══ Passage provided ══

Thus far, this discussion of the fundamental ideas may suggest that they are similar to Kant's forms of intuition, and indeed there are some similarities. Because of this, some commentators argue that Whewell's epistemology is a type of Kantianism (see, e.g., Butts, 1973, and Buchdahl, 1991). However, this interpretation ignores several crucial differences between the two views. The ideas of Space and Time do function in Whewell's epistemology as "conditions of experience" (1858a, I, p. 268), similar to Kant's forms of intuition. However, Whewell does not follow Kant in drawing a distinction between the forms of intuition, such as Space and Time, and the categories, or forms of thought, in which Kant includes Cause and Substance. Moreover, Whewell includes as fundamental ideas many which function not as conditions of experience but as conditions for having knowledge within their respective sciences: although it is certainly possible to have knowledge about the world without having a clear idea of Chemical Affinity, we could not have any knowledge of certain chemical processes within it. Unlike Kant, Whewell does not give an exhaustive list of fundamental ideas; indeed, he believes that others will emerge in the course of the development of new sciences. Further, the type of necessity which Whewell claims is derived from the ideas is very different from Kant's notion of the synthetic a priori. Finally, and perhaps most importantly, Whewell rejects Kant's subjectivism regarding the concepts of the understanding. The fundamental ideas, on Whewell's view, reflect objective features of the world, independent of the processes of the mind (I will return to these last two points in the section on Necessary Truth below).
I turn now to a discussion of the theory of induction Whewell develops with his antithetical epistemology. Whewell's first explicit, lengthy discussion of induction is found in his Philosophy of the Inductive Sciences, founded upon their History, which was originally published in 1840 (a second, enlarged edition appeared in 1847, and the third edition appeared as three separate works published between 1858 and 1860). Whewell considers himself to be a follower of Francis Bacon, claiming to be "renovating" Bacon's inductive method; thus one volume of the third edition of the Philosophy is entitled Novum Organon Renovatum. He calls his induction "Discoverers' Induction" and claims that it is used to discover both phenomenal and causal laws. Whewell follows Bacon in rejecting the standard, overly-narrow notion of induction that holds induction to be merely simple enumeration of instances. Rather, Whewell explains that, in induction, "there is a New Element added to the combination [of instances] by the very act of thought by which they were combined" (1847, II, p. 48). This "act of thought" is a process Whewell calls "colligation." Colligation, Whewell explains, is the mental operation of bringing together a number of empirical facts by "superinducing" upon them a conception which unites the facts and renders them capable of being expressed by a general law. The conception thus provides the "true bond of Unity by which the phenomena are held together" (1847, II, p. 46), by providing a property shared by the known members of a class (in the case of causal laws, the colligating property is that of sharing the same cause).

═══
══ Information supplied ══

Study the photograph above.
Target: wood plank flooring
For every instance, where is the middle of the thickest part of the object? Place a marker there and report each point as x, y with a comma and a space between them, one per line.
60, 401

═══

Exercises:
• A. Using the passage on Whewell's epistemology and induction, answer each question below on its own line.
(i) Which two commentators are cited as arguing that Whewell's epistemology is a type of Kantianism?
(ii) In what year was Whewell's Philosophy of the Inductive Sciences originally published?
(iii) What name does Whewell give to the act of thought that adds a new element when instances are combined?
• B. Write the next paragraph of the passage on Whewell's theory of induction, carrying on from its final sentence.

Solved tasks:
• A.
(i) Butts and Buchdahl.
(ii) 1840.
(iii) Colligation.

• B.
Thus the known points of the Martian orbit were colligated by Kepler using the conception of an elliptical curve. Often new discoveries are made, Whewell points out, not when new facts are discovered but when the appropriate conception is applied to the facts. In the case of Kepler's discovery, the observed points of the orbit were known to Tycho Brahe, but only when Kepler applied the ellipse conception was the true path of the orbit discovered. Kepler was the first one to apply this conception to an orbital path in part because he had, in his mind, a very clear notion of the conception of an ellipse. This is important because the fundamental ideas and conceptions are provided by our minds, but they cannot be used in their innate form. Whewell explains that "the Ideas, the germs of them at least, were in the human mind before [experience]; but by the progress of scientific thought they are unfolded into clearness and distinctness" (1860a, p. 373). Whewell refers to this "unfolding" of ideas and conceptions as the "explication of conceptions." Explication is a necessary precondition to discovery, and it consists in a partly empirical, partly rational process. Scientists first try to clarify and make explicit a conception in their minds, then attempt to apply it to the facts they have precisely examined, to determine whether the conception can colligate the facts into a law. If not, the scientist uses this experience to attempt a further refinement of the conception. Whewell claims that a large part of the history of science is the "history of scientific ideas," that is, the history of their explication and subsequent use as colligating concepts. Thus in the case of Kepler's use of the ellipse conception, Whewell notes that "to supply this conception, required a special preparation, and a special activity in the mind of the discoverer. ... To discover such a connection, the mind must be conversant with certain relations of space, and with certain kinds of figures" (1849, pp. 28-9).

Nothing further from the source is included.